§ Polecenie
Do kogo według podanego tekstu Budka porównał premiera?

§ Podany tekst
>>>

Według Budki premier wystąpił "jak uczniak, który próbuje się podlizać swojemu nauczycielowi". Jak dodał, Morawiecki podczas debaty "przeszedł samego siebie". "Liczba bzdur i kłamstw, które wypowiedział w swoim wystąpieniu była naprawdę porażająca. Widać nie mając pomysłu, jak podlizać się Jarosławowi Kaczyńskiemu wymyślił taką laurkę, która była wręcz kompromitująca dla niego, ale również dla jego politycznego nauczyciela" - ocenił szef PO.

Podkreślił, że "to bardzo złe, jeśli premier sprowadza język debaty do tego typu oskarżeń jak kiedyś Jarosław Kaczyński - +o partii zewnętrznej"+.

<<<

§ Dostarczone pozycje
>>>

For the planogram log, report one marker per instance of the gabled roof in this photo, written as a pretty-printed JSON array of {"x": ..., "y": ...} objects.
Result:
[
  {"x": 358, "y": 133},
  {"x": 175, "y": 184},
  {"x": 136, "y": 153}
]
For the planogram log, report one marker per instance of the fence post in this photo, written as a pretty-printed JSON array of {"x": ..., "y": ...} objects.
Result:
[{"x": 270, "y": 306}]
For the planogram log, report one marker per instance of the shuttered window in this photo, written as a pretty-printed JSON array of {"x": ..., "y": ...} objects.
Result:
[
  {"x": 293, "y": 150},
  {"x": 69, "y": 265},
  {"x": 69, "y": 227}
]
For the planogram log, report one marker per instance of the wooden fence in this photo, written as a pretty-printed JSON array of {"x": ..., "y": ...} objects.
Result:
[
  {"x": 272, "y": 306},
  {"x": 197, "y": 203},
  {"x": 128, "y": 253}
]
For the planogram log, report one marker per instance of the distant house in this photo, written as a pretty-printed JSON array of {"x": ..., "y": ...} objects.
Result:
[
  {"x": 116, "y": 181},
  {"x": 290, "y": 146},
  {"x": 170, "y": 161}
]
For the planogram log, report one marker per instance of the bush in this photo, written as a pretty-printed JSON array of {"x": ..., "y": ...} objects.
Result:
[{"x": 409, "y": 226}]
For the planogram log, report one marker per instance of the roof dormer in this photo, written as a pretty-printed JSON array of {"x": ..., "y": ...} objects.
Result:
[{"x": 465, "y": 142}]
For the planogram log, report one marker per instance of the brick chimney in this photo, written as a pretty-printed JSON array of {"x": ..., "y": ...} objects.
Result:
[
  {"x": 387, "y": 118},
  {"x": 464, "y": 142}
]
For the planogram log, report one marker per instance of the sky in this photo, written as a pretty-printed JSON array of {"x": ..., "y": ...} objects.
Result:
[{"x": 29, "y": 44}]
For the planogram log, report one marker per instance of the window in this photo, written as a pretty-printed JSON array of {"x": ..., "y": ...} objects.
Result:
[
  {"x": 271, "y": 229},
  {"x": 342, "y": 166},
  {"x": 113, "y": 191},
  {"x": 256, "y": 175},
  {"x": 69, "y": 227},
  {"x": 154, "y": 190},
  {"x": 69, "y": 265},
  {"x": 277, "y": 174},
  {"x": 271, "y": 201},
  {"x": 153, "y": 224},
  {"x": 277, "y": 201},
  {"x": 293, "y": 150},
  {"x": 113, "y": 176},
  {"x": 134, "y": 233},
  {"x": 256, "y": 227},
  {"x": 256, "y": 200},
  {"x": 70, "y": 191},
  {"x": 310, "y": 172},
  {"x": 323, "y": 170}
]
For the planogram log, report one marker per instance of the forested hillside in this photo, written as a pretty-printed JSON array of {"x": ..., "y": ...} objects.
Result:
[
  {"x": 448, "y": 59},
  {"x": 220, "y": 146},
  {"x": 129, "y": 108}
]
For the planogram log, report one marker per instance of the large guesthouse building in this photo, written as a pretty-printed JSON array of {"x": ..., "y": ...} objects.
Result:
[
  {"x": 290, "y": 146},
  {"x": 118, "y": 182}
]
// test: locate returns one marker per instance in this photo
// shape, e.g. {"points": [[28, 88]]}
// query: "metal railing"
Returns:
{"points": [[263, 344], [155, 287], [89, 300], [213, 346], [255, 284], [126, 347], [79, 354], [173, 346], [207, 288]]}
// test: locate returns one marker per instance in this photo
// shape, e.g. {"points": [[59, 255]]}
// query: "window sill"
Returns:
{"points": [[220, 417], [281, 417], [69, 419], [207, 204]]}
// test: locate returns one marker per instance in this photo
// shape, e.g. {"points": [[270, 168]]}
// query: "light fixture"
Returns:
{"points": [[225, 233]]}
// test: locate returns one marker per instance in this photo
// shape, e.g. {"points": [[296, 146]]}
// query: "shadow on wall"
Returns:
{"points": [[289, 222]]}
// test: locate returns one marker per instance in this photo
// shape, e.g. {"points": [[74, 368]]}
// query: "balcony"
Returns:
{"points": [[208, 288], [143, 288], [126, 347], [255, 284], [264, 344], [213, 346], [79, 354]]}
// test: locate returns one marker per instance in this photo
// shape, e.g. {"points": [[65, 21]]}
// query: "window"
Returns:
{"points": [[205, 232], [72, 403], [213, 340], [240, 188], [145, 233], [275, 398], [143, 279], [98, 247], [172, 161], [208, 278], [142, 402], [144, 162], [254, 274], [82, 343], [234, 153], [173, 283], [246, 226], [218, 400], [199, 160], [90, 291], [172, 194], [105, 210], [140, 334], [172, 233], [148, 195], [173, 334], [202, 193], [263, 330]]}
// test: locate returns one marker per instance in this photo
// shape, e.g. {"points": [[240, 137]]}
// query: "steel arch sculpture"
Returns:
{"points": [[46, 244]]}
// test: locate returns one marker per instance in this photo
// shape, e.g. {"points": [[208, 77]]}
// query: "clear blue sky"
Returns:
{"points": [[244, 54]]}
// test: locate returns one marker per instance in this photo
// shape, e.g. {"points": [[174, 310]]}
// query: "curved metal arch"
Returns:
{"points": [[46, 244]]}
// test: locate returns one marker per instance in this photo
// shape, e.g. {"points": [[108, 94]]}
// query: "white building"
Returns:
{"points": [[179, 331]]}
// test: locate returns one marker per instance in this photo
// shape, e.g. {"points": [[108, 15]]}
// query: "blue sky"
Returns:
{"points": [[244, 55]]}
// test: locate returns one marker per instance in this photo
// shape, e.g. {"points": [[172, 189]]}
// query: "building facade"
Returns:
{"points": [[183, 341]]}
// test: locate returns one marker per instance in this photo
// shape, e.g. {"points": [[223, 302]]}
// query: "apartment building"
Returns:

<<<

§ Oczekiwana odpowiedź
Do uczniaka, który próbuje się podlizać swojemu nauczycielowi.